Travail demandé –
(1) D'après ce journal, répondez à ces questions :
(a) À quoi la journée du lundi est-elle abandonnée ?
(b) Qu'est-ce qui est organisé le lundi soir ?
(c) De quelles couleurs est le chaton du rêve du mardi ?
(2) Recopiez le passage de ce journal qui commence à « La nuit, je » et se termine à « avec des moufles. », en remplaçant « moufles » par « gants ».
(3) Poursuivez ce journal à partir de sa dernière phrase.

Texte fourni –
Lundi 13
Je crois que le bruit du monde m’atteint autant que celui en moi. J’ai tellement mal aux mains, le bras, le dos, le corps, j’abandonne la journée au canapé, à l’oxygène et à Game of Thrones. Le soir, nous organisons le voyage de novembre, un peu en dehors de son anniversaire mais c’est le mieux que nous puissions faire. Ce qui précipite l’achat du livre que je souhaite lui offrir, il va falloir que j’y pense bientôt.
La nuit, je demande à mon inconscient comment je peux aborder ma colère, celle enfouie – j’ai beau dire que je ne veux pas m’en occuper… c’est faux, évidemment. Je vais juste.. je ne sais pas.. y aller avec des moufles.
Mardi 14
J‘ai dormi, il me semble que j’ai dormi, que si je me suis réveillée cela n’a duré qu’un instant sans insomnie. Au très petit matin, je rêve, je veux arroser une plante alors je grimpe sur un tabouret et là dans un creux de l’étagère, un chaton hirsute, orange et blanc, est en train de mourir de faim, c’était donc là que nous l’avions perdu depuis si longtemps ? Il n’a plus d’énergie, il me regarde, ne bouge pas, à l’agonie. Je le prends contre moi, dans une écharpe, et je me réveille dans cette peine de voir mourir le petit chat. À moitié endormie dans la lumière du jour, je me dis que ce n’est pas possible d’en rester là et j’essaye de me rendormir en prenant soin d’avoir ce chaton tout contre moi. Et je retourne à mon rêve, le chat contre moi. Je le nourris comme il y a longtemps les chatons qui se laissaient mourir, je le nourris au biberon, contre mon cœur, il dort dans l’écharpe. Un autre jeune chat apparait, pas content du tout de voir ce chaton, on dirait un peu Corail mais bébé, elle fait le gros dos et crache et je la câline, je la prends elle aussi contre moi, je les fais dormir ensemble et lentement, doucement, ils s’acceptent, puis apprécient, même, de dormir l’un contre l’autre. Sensation de les sauver tous les deux.

Données extraites –
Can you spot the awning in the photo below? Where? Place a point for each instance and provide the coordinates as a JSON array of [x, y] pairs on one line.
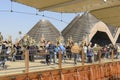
[[105, 10]]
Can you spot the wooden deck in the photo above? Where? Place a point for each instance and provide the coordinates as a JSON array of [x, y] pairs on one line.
[[39, 65]]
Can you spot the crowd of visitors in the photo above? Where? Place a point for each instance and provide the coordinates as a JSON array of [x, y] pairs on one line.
[[70, 51]]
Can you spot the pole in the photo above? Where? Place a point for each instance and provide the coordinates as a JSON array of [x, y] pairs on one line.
[[82, 57], [112, 55], [26, 61], [99, 53]]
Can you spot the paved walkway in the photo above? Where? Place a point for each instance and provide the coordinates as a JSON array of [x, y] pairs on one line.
[[39, 65]]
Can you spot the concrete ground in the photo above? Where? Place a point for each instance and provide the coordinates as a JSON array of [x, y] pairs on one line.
[[39, 65]]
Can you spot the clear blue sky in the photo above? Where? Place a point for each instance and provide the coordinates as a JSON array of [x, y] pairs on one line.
[[11, 23]]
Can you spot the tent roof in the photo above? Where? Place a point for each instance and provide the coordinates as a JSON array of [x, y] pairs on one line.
[[106, 11]]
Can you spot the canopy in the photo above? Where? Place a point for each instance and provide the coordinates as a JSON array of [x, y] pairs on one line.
[[106, 10]]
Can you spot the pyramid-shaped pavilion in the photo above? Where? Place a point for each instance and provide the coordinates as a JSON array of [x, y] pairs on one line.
[[44, 29]]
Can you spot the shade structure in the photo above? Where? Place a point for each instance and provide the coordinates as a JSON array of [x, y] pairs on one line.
[[106, 10], [44, 29]]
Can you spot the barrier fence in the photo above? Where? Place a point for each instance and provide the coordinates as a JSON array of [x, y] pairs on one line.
[[100, 71]]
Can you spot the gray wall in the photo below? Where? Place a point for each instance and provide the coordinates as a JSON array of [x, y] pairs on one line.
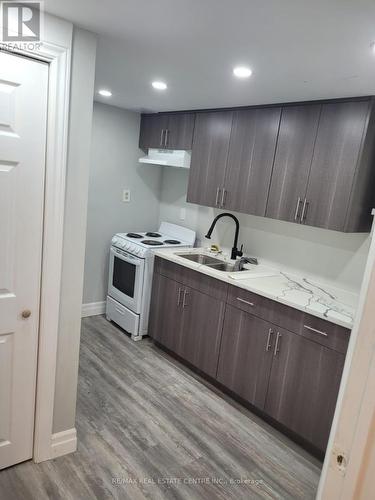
[[114, 167], [333, 257], [81, 103]]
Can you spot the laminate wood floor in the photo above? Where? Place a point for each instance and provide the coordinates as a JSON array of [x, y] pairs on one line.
[[149, 428]]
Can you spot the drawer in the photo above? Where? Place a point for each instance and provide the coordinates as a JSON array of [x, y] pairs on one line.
[[194, 279], [316, 329]]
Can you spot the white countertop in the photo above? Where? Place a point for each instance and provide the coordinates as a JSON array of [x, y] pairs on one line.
[[332, 304]]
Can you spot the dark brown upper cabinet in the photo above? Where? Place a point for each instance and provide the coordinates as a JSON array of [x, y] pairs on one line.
[[250, 159], [324, 173], [341, 177], [293, 158], [167, 131], [209, 158], [232, 159]]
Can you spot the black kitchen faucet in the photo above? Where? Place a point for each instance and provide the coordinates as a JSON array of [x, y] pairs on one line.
[[235, 252]]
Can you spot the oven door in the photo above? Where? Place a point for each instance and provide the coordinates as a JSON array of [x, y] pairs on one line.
[[126, 279]]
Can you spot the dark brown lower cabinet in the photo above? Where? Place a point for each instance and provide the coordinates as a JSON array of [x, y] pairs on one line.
[[246, 356], [303, 386], [165, 315], [230, 334], [202, 324], [187, 322]]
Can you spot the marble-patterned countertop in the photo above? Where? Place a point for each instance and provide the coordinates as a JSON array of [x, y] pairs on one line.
[[332, 304]]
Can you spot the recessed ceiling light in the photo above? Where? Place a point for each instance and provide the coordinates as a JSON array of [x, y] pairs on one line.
[[242, 72], [105, 93], [159, 85]]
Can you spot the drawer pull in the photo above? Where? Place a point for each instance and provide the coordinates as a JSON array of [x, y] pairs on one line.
[[246, 302], [277, 348], [315, 330], [268, 345], [179, 297]]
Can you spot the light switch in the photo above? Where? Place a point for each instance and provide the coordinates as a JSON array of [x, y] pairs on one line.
[[126, 195]]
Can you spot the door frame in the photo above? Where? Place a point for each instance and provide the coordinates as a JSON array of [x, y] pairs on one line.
[[352, 427], [55, 50]]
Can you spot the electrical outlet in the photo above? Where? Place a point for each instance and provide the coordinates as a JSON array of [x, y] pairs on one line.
[[126, 195]]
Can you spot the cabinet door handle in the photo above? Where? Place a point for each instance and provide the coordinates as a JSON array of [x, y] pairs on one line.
[[246, 302], [277, 348], [297, 208], [179, 297], [315, 330], [217, 196], [268, 345], [184, 301], [304, 210], [223, 197]]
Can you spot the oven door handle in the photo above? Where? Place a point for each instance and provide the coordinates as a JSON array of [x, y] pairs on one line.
[[127, 257]]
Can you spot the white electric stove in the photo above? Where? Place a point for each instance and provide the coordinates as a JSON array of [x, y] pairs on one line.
[[131, 266]]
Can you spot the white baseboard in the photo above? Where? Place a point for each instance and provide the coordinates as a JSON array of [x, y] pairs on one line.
[[93, 309], [63, 443]]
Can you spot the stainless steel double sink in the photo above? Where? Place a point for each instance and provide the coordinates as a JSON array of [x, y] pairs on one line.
[[209, 261]]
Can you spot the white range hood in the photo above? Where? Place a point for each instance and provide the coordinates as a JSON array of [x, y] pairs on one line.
[[167, 157]]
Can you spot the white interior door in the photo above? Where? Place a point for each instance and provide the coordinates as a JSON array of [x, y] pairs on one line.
[[23, 119]]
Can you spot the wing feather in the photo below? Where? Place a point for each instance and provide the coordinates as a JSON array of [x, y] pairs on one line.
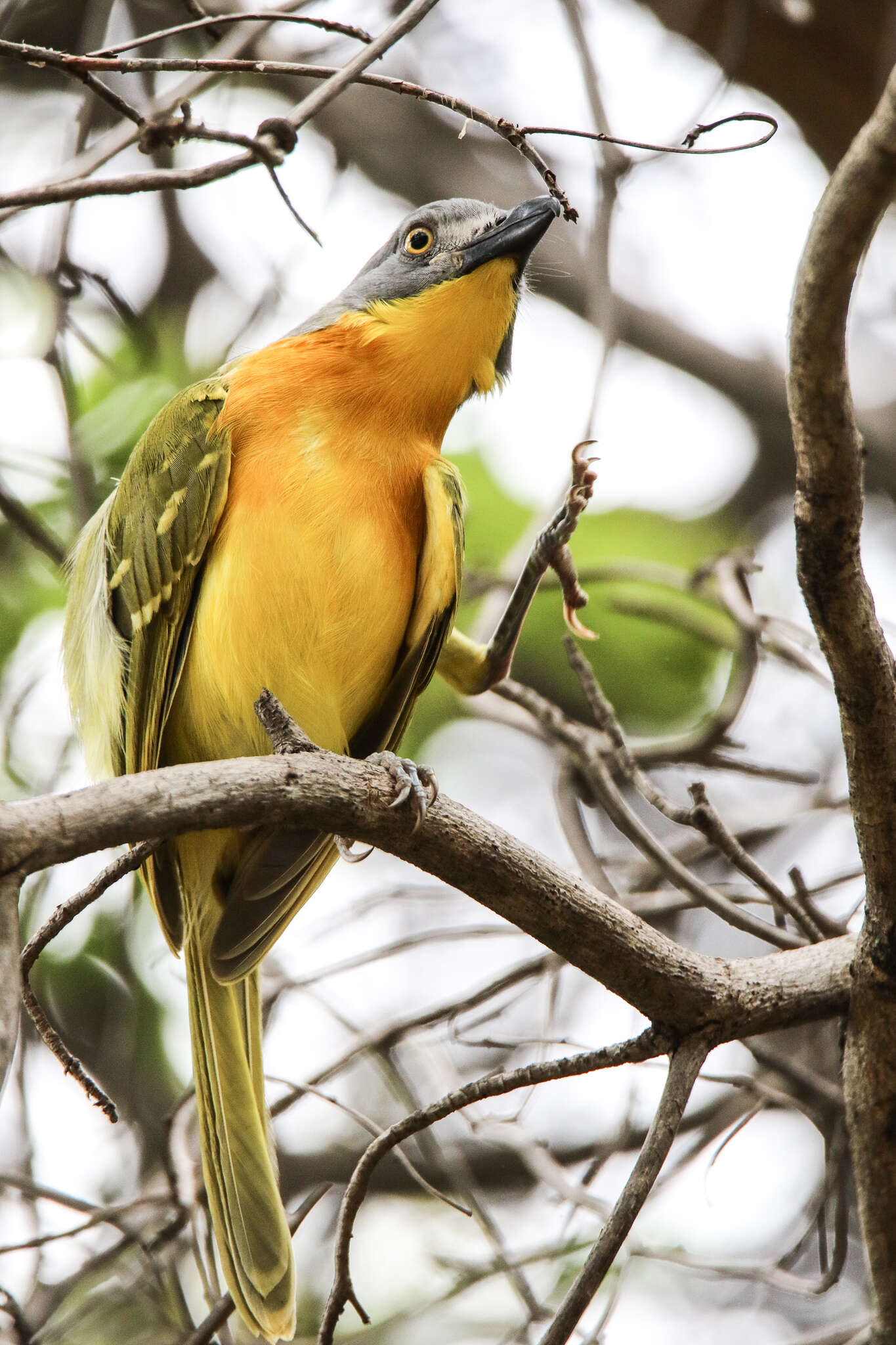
[[163, 516]]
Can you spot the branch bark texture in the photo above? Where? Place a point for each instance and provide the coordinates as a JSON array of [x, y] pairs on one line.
[[828, 516], [668, 984]]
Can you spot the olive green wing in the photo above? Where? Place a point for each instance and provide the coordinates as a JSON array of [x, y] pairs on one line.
[[281, 870], [163, 516]]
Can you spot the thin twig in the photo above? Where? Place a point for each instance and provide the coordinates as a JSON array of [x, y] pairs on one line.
[[345, 30], [684, 1067], [684, 148], [64, 915], [75, 188], [645, 1047]]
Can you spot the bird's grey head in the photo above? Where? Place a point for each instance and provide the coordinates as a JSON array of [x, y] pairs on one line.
[[440, 242]]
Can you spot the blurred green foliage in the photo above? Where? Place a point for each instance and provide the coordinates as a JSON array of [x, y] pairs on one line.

Réponses par tâche –
(1)
(a) Au canapé, à l'oxygène et à Game of Thrones.
(b) Le voyage de novembre.
(c) Orange et blanc.

(2)
La nuit, je demande à mon inconscient comment je peux aborder ma colère, celle enfouie – j’ai beau dire que je ne veux pas m’en occuper… c’est faux, évidemment. Je vais juste.. je ne sais pas.. y aller avec des gants.

(3)
Je ne suis pas certaine de faire entièrement le lien avec ma colère-rage, il n’y a peut-être aucun lien à faire d’ailleurs, pourquoi est-ce qu’il faudrait. Mais je suppose qu’en effet, je peux prendre soin de ce qui a été perdu, abandonné, à l’agonie – je vais y passer ma vie entière. Je voudrais retourner dans le rêve, tout était si simple et peut-être qu’il existe un monde dans lequel tout est simple, il y a peut-être un monde où je n’existe que s’il y a des chatons à réchauffer à ranimer à ramener à la vie, peut-être qu’il y a un monde.
J’étends le linge dans les feuilles d’automne, le soleil m’éblouit. Cete année est incroyable dans ces couleurs, jamais nous n’avons habituellement un tel automne. Corail se mêle aux couleurs, le sol est jaune tigré. Une appli me dit, record atteint de température pour aujourd’hui, ce qui est un peu tous les jours de ce mois, you know.
Il ne pleut toujours pas.

Je comble mon absence de novembre à la friperie, elle me dit « c’est bon je serai là ». Elle sera là.
J’ai presque retrouvé mon oreille, elle semble mieux ce matin. Mais est-ce nécessaire de toujours entendre.
L’angoisse se loge dans ma gorge, elle a trouvé à se poser dans les failles.
Les mots les phrases la voix affolée gémissante terrifiée de ma grand-mère dans le noir, est-ce que quelqu’un peut allumer la lumière. Elle répète en boucle ils ont oublié la lumière et je suis sidérée, je n’arrive pas à l’arrêter, elle répète en boucle la lumière éteinte et sa terreur et ça me déchire. Ma voix ne porte pas dans le noir aveugle.
Je n’ai jamais eu autant besoin d’être dans le silence de la musique – mais c’est toujours ainsi, non ?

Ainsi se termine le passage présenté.